--- START OF AVAILABLE DATA ---

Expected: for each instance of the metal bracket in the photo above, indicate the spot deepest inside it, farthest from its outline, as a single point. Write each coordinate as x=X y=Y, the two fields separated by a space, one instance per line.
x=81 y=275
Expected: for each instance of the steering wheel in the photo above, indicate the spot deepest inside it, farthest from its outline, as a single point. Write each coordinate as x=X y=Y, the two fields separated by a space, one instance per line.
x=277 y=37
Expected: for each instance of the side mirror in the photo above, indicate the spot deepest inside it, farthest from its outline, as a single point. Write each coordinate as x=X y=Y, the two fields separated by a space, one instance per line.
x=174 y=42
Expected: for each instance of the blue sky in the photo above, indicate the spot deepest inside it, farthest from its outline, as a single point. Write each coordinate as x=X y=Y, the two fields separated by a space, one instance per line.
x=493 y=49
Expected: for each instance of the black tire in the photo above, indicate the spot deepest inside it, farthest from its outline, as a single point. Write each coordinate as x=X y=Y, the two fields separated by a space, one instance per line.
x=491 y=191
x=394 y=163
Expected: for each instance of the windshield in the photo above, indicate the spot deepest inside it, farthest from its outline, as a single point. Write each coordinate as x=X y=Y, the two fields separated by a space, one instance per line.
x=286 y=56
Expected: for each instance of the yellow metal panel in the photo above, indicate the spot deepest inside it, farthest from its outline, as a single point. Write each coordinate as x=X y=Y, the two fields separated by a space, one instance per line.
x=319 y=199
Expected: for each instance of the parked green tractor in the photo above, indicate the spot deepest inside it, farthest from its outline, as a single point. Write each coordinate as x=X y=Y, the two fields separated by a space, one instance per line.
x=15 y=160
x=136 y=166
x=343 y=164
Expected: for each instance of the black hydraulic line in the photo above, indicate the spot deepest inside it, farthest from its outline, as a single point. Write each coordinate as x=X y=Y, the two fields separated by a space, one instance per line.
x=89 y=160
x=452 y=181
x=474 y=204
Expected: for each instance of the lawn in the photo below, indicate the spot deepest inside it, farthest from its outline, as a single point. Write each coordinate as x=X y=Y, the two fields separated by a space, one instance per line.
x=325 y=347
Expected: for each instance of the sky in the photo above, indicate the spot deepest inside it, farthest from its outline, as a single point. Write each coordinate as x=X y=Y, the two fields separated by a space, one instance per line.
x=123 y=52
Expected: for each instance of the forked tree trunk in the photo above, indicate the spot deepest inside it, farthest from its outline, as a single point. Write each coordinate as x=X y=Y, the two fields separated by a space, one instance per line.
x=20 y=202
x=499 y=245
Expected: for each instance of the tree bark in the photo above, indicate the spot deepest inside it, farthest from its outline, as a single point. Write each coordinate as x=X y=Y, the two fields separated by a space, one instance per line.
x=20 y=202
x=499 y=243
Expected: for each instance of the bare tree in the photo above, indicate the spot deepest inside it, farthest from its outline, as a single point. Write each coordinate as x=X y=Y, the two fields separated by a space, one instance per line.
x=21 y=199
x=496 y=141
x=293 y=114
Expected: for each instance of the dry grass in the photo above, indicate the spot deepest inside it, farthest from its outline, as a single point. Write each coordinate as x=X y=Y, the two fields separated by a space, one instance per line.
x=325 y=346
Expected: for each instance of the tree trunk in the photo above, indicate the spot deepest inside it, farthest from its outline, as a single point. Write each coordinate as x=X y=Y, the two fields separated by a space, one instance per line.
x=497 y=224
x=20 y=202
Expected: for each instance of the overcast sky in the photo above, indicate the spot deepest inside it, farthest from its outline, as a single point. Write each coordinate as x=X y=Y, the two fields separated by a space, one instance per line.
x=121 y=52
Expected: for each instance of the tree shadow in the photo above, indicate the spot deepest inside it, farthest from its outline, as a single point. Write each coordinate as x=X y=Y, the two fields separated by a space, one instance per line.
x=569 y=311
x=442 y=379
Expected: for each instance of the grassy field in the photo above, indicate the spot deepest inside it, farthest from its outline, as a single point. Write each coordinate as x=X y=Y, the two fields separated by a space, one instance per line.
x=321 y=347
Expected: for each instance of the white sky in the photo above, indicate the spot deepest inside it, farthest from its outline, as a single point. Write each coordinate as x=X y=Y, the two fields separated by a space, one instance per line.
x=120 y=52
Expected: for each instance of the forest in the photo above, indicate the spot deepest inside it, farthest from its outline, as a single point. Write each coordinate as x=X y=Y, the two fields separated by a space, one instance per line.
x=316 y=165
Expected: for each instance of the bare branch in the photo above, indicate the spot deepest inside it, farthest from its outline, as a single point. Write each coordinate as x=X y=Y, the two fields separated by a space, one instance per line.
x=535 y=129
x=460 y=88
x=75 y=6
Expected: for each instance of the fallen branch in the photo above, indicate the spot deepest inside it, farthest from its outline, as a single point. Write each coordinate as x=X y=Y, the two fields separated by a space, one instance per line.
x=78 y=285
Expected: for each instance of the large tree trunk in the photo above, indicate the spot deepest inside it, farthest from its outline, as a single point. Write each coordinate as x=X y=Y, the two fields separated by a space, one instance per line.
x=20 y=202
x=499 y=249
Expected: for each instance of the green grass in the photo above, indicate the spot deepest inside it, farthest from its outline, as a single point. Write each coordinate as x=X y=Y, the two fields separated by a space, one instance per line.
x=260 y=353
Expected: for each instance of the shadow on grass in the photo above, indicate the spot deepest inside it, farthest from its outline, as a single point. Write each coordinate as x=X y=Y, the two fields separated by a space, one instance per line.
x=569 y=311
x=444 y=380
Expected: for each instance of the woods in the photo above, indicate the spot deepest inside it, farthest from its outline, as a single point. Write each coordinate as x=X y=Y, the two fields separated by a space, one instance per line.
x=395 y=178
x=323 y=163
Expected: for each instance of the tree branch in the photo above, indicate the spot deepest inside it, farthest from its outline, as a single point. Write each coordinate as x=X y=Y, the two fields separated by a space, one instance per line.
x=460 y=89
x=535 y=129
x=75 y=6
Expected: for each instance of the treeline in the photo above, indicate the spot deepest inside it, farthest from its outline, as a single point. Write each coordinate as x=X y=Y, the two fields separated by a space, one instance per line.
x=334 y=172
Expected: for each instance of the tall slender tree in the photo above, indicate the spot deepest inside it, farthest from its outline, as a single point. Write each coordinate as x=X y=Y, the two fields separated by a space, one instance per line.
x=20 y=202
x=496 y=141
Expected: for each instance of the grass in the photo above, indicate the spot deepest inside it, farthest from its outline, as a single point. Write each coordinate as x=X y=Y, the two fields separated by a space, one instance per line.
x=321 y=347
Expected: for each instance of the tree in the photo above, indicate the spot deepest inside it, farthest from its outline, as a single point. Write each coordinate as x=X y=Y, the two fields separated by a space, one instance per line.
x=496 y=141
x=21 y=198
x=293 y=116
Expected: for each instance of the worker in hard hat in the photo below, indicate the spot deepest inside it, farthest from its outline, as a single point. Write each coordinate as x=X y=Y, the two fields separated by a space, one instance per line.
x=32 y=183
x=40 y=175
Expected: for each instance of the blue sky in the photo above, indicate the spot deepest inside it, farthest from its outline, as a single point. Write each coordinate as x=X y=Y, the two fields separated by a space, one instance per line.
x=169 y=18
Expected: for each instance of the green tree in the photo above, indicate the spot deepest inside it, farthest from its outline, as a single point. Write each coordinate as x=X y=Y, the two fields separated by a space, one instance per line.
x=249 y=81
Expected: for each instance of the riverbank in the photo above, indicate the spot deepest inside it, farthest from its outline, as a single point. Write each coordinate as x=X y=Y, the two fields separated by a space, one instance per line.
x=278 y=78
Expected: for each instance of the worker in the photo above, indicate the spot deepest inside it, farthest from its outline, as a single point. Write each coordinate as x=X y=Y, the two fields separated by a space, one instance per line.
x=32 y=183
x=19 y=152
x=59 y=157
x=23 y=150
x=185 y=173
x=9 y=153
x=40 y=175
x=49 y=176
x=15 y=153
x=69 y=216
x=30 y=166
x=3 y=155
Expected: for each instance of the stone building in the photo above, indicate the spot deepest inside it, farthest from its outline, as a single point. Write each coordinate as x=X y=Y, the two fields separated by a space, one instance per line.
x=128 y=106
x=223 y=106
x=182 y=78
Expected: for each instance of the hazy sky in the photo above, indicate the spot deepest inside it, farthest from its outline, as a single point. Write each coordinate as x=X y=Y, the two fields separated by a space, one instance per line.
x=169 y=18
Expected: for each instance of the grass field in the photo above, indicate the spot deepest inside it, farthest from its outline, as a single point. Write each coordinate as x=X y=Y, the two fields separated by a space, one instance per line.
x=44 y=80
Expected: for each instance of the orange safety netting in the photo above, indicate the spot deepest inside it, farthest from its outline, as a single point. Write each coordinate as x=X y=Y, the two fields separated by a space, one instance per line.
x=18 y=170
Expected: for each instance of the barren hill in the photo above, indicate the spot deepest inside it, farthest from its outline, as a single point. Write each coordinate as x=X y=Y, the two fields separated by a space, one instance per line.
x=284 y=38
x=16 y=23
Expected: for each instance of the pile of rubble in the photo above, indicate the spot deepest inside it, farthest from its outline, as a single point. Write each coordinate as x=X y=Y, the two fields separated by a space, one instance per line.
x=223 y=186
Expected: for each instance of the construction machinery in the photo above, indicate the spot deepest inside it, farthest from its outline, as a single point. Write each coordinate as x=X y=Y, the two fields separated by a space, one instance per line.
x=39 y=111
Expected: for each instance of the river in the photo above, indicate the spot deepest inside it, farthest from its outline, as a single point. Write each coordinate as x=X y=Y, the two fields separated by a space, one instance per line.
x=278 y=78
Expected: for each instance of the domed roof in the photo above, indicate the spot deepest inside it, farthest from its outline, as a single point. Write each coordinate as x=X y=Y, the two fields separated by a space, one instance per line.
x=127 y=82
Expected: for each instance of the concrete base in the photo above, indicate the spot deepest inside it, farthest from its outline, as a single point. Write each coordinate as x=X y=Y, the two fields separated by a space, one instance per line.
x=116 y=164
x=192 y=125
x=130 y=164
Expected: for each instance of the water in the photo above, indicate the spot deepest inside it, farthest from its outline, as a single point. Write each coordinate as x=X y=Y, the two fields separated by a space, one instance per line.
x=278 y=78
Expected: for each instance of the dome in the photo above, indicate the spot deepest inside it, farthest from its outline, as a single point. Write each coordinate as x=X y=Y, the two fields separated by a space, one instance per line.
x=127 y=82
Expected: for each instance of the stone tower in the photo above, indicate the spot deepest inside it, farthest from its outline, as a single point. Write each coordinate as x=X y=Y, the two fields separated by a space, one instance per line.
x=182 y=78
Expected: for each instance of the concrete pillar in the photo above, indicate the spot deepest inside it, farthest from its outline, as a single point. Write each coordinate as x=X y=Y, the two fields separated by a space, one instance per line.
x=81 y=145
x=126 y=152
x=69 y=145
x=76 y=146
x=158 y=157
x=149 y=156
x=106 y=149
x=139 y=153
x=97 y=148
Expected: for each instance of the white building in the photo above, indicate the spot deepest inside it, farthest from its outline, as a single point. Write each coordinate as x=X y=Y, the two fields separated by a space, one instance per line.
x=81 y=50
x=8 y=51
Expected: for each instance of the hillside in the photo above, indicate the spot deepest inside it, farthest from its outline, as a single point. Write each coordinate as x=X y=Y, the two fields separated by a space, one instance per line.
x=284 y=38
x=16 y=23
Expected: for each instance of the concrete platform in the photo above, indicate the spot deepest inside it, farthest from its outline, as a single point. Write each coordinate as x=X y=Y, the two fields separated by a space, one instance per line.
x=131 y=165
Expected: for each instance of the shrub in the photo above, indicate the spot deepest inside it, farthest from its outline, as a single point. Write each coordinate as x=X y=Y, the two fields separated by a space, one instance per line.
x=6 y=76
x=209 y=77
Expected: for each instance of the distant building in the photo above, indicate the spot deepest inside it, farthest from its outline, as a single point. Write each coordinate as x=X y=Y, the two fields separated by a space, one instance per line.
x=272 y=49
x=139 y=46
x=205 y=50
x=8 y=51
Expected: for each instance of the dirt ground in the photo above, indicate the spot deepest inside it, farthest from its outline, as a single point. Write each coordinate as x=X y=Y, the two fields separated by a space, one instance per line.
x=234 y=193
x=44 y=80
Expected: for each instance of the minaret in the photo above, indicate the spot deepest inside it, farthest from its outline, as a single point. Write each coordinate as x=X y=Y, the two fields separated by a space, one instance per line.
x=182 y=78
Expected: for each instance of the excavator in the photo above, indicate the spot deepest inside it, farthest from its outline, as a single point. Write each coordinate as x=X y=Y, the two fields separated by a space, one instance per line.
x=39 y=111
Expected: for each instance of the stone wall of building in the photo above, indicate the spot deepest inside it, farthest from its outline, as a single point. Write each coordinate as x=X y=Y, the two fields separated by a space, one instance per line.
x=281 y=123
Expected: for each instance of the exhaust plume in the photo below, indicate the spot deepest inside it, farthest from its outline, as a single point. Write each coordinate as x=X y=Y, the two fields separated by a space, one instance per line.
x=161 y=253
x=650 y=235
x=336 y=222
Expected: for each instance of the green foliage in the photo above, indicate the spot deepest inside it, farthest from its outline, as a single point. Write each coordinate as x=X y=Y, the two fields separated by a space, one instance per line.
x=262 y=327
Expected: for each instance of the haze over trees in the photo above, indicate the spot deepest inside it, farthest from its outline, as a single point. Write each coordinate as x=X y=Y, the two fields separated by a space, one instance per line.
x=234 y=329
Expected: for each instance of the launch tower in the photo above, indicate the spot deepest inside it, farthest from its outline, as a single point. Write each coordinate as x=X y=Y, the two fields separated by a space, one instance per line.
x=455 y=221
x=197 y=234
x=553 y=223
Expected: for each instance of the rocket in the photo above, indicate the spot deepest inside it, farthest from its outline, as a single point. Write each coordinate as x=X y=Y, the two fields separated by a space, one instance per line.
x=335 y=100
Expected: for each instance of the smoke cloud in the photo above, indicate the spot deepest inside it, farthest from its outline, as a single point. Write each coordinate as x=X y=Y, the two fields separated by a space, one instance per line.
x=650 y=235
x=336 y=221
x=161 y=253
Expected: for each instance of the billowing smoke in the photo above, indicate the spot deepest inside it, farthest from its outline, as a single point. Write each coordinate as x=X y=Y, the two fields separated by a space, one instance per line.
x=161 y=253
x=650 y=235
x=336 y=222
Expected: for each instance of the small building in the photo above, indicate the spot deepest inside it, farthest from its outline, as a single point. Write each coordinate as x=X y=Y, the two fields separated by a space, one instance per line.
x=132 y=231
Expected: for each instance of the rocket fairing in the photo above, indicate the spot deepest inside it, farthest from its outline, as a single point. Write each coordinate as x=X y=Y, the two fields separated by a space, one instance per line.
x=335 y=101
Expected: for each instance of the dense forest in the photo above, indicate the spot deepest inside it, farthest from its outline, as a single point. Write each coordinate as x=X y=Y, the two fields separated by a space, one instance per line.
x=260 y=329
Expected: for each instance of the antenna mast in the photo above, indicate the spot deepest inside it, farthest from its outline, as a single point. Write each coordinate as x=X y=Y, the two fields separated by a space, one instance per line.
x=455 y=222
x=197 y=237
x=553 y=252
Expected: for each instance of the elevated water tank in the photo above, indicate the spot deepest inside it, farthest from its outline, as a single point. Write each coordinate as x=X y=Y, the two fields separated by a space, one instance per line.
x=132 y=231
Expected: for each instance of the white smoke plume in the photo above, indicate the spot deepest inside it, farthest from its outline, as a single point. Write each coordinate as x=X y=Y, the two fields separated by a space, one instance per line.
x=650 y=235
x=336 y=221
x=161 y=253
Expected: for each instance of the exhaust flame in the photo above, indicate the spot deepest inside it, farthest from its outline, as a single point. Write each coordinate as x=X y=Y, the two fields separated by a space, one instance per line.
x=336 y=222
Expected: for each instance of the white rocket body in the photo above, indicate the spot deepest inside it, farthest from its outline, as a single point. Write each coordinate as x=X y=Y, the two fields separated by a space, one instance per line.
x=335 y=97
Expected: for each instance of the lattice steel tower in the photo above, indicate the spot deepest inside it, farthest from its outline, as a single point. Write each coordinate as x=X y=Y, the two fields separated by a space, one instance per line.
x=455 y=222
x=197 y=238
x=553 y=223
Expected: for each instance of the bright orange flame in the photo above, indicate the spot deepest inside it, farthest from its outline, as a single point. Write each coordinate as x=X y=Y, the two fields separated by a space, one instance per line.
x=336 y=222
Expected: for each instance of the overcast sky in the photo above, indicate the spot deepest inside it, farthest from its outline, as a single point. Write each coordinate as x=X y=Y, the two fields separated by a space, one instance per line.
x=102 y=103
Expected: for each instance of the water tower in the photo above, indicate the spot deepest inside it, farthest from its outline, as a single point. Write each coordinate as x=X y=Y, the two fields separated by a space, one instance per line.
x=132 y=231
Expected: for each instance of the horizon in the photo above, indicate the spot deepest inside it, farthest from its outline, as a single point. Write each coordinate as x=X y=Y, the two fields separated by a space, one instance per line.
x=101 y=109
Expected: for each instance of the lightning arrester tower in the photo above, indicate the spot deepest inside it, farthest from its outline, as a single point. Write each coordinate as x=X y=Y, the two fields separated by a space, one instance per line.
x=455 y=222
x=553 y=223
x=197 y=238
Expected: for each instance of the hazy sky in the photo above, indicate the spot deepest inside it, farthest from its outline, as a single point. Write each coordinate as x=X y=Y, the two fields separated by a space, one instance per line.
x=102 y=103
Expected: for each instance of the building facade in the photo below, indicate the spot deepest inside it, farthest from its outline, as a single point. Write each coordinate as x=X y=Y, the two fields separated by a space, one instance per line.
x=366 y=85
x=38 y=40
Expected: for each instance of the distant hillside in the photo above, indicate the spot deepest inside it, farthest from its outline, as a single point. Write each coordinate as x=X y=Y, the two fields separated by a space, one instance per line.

--- END OF AVAILABLE DATA ---

WORK INSTRUCTIONS: Could you shift every coordinate in the answers up by 95 and write out everything from the start of the items above down to the line containing "x=343 y=164"? Reproduce every line in that span in full, not only the answers.

THE RESULT:
Expected: for each instance of the metal bracket in the photo above, indicate the spot deepest inside it, farthest from its outline, as a single point. Write each coordinate as x=X y=Y, the two fields separated by a space, one instance per line.
x=176 y=370
Expected: for each instance of the steering wheel in the photo above, indicate the spot deepest inside it, farthest from its outline, as a single point. Write each coordinate as x=X y=Y, the two fields separated by a space, one instance per line.
x=372 y=132
Expected: for each instance of the side mirror in the photo above, indicate the spot deepest inside it, farthest from its outline, as a single point. Write each coordinate as x=X y=Y, the two fields separated by a space, one instance per line.
x=269 y=137
Expected: for each instance of the blue sky in the photo above, indicate the spot deepest inside it, farthest from its outline, as a single point. Write each coordinate as x=X y=Y, the two fields separated by a space, one instance per line.
x=588 y=144
Expected: for each instance of the black tire in the photo above, indicate the spot deepest inside it, farthest from its outline, as a single point. Write each coordinate as x=X y=Y, the two fields separated by a space, one instance per line.
x=586 y=286
x=489 y=258
Expected: for each instance of the windshield in the photo above, indicate the spot deepest inside it, farthest from its outline, as a single point. Write each coordinate as x=X y=Y, the two fields separated by a space, one instance per line.
x=381 y=151
Expected: for each instance of the yellow metal panel in the photo above, indicate the spot deepest inside it, farthest from its outline, as a single point. Write each coordinate as x=X y=Y, the two fields separated by a space, one instance per line.
x=414 y=294
Expected: for each instance of the parked green tractor in the photo above, indicate the spot deepest inside it, farthest from its outline, as a single point. Write each coordinate as x=X y=Y, the two fields separated by a space, one instance per line.
x=110 y=255
x=231 y=261
x=438 y=259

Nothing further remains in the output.